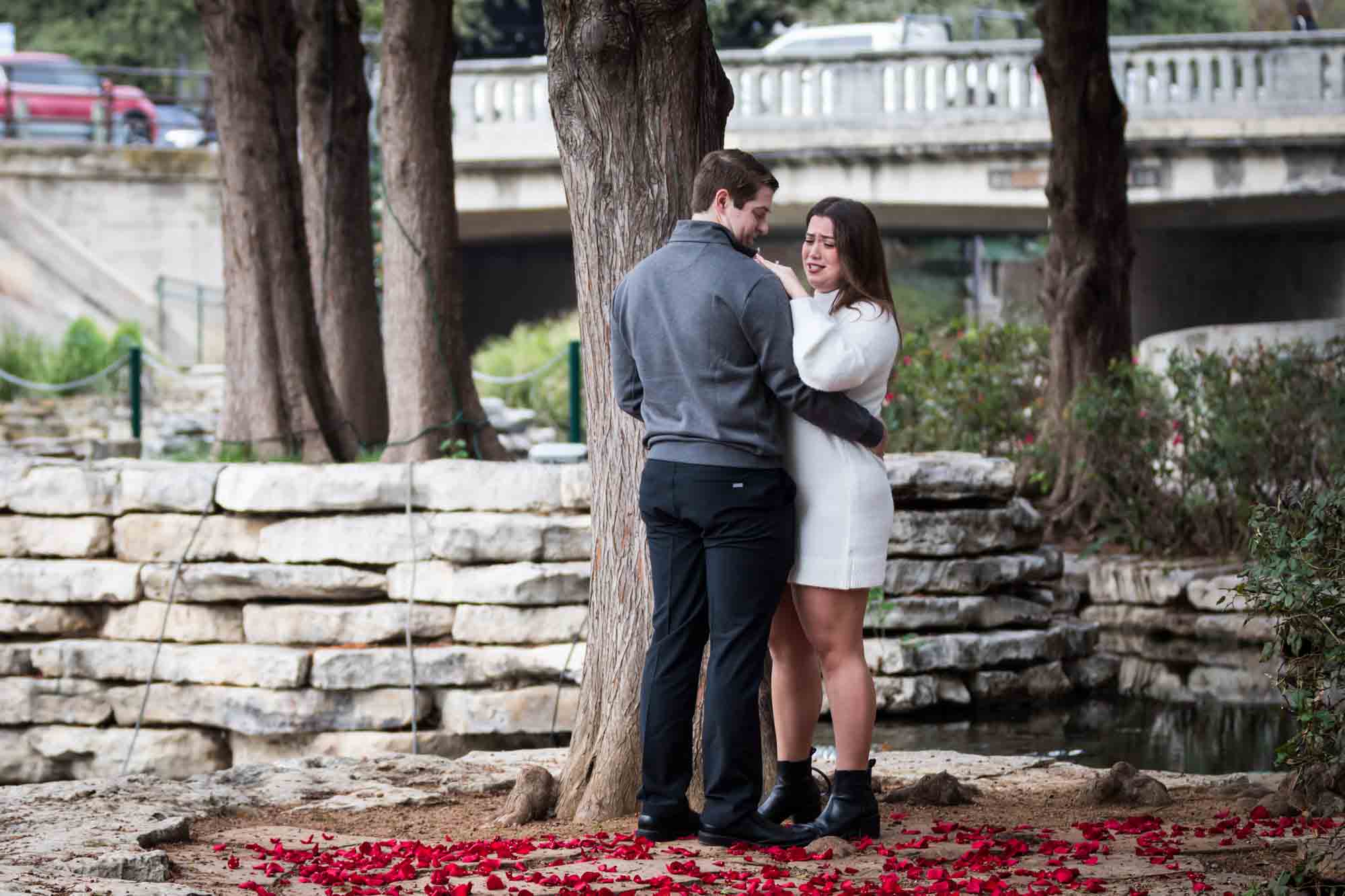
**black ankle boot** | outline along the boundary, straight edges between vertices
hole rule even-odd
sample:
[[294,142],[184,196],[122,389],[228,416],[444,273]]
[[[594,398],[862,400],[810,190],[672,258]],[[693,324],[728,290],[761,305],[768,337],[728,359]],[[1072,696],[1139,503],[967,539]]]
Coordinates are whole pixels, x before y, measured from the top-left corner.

TASK REQUIREMENTS ->
Reproduce the records above line for line, with no changes to the text, and omit the pictures.

TASK RESULT ->
**black ankle boot** | outline along the boundary, straight edges between vertices
hole rule even-odd
sample:
[[294,142],[184,196],[122,389],[228,416],[444,273]]
[[[594,398],[862,400],[810,190],[672,258]],[[693,324],[728,290],[761,305],[768,337],[728,359]],[[1072,696],[1139,503],[967,539]]]
Coordinates are whole pixels, x before y, measured from the top-left corner.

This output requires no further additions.